THE EXERCISE
List each line of the listing below that contains the string "window", and copy every such line in full. Letter case counts when matching.

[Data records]
START

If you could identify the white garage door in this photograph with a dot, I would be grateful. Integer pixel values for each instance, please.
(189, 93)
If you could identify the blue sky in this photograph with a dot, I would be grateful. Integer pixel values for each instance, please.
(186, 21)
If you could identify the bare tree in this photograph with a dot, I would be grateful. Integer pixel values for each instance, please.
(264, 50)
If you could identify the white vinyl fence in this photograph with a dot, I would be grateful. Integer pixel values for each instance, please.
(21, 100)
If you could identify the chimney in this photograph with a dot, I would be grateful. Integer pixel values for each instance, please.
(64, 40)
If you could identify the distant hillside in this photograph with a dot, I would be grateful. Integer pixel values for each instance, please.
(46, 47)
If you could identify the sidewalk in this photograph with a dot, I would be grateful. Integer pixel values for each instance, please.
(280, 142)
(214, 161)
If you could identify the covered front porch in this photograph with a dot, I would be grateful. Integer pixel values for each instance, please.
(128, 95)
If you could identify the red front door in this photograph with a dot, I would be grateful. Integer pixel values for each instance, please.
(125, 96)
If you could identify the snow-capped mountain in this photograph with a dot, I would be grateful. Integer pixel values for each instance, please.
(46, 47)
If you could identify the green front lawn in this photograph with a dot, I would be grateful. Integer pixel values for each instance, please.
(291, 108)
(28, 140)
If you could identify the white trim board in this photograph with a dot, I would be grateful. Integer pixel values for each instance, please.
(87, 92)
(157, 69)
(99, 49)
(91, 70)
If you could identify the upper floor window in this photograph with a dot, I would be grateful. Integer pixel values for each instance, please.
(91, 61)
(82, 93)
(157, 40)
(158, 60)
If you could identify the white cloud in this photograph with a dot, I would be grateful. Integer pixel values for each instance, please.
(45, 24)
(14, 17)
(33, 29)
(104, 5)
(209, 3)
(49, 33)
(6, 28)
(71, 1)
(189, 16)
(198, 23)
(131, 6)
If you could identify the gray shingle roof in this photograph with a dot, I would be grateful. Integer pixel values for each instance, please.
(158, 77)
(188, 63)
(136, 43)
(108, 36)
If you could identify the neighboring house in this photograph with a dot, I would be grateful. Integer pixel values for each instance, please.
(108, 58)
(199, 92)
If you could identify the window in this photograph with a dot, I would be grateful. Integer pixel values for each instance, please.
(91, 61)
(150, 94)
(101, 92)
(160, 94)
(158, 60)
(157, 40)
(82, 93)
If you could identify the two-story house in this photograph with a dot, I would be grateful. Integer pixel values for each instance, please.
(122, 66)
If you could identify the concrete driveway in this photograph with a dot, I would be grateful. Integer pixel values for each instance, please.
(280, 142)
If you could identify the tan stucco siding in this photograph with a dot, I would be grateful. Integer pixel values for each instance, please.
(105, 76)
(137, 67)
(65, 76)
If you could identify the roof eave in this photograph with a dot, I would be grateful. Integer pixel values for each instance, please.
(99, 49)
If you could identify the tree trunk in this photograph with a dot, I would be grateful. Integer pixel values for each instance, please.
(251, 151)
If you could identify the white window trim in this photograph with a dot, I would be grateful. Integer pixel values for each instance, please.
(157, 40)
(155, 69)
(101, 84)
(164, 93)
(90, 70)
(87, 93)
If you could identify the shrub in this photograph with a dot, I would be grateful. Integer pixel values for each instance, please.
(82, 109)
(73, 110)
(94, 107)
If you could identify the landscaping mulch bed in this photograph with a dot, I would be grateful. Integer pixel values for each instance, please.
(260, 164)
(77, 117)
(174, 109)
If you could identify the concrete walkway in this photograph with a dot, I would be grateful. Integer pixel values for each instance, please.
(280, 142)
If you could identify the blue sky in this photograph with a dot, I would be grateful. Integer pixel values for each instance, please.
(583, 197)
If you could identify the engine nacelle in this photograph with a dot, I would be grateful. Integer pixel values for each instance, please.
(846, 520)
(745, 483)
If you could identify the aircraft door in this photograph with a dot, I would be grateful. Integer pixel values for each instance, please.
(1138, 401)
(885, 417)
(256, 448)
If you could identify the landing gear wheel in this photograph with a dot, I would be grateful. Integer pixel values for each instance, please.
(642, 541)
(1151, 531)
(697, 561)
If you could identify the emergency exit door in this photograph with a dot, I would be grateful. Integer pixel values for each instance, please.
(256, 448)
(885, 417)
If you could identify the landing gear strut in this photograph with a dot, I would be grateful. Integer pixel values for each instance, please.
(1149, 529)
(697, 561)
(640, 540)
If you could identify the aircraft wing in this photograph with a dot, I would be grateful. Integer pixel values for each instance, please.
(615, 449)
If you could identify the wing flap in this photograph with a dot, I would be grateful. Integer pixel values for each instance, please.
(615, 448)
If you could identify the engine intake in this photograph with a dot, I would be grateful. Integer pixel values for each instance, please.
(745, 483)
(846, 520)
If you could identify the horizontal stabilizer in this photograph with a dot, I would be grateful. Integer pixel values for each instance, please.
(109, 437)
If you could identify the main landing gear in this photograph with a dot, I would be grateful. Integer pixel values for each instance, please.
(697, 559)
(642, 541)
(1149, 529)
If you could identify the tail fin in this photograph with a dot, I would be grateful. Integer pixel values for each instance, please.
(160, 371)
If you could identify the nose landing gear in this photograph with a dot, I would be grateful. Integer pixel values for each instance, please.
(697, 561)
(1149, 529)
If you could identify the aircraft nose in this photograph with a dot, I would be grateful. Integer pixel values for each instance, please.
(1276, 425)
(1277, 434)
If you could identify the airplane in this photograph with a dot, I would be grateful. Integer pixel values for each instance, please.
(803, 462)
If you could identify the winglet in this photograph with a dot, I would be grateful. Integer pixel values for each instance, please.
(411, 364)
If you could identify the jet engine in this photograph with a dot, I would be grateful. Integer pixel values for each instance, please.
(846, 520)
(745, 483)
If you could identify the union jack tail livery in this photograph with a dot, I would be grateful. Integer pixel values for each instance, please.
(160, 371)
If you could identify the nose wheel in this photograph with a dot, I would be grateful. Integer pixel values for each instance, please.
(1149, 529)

END
START

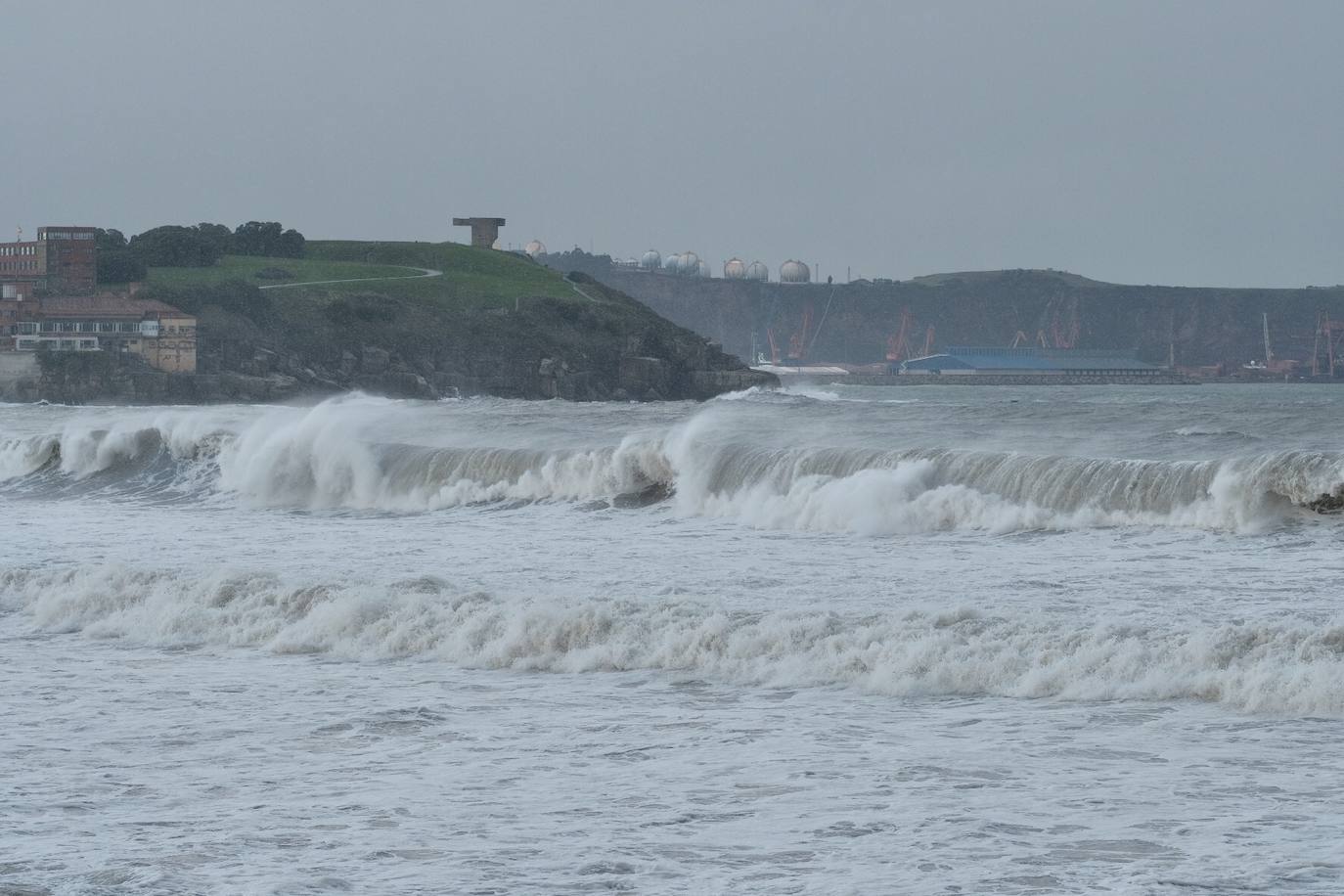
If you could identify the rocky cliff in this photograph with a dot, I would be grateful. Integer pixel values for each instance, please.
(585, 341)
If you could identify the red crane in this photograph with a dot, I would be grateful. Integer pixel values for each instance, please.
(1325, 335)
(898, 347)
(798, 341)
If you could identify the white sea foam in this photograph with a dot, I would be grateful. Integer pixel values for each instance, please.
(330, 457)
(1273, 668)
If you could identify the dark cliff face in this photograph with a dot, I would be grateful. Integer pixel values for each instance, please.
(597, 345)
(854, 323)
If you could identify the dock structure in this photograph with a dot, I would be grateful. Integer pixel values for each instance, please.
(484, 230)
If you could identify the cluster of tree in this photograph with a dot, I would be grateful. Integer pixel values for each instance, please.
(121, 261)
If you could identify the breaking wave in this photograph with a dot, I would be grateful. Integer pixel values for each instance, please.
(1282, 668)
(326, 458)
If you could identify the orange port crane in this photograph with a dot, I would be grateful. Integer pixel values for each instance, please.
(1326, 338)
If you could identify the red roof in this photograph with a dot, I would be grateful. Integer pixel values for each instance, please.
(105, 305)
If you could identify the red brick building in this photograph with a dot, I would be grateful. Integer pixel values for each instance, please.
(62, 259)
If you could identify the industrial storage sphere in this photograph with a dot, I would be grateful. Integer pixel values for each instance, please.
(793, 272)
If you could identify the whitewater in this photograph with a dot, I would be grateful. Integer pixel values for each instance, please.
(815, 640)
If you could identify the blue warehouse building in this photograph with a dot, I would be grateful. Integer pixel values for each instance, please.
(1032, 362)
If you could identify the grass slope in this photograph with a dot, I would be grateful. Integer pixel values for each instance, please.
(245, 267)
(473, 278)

END

ANSWER TO THE TASK
If you could identify the upper floor window in this photograph with a dot, I would be grateful. Integer pixel values for each instance, please.
If you could identify the window in this photograph with a dot, I would be grateful. Integer pixel values for each instance, please.
If you could identify the white window trim in this photograph with a dot, I would be grateful. Integer pixel values for each instance, please.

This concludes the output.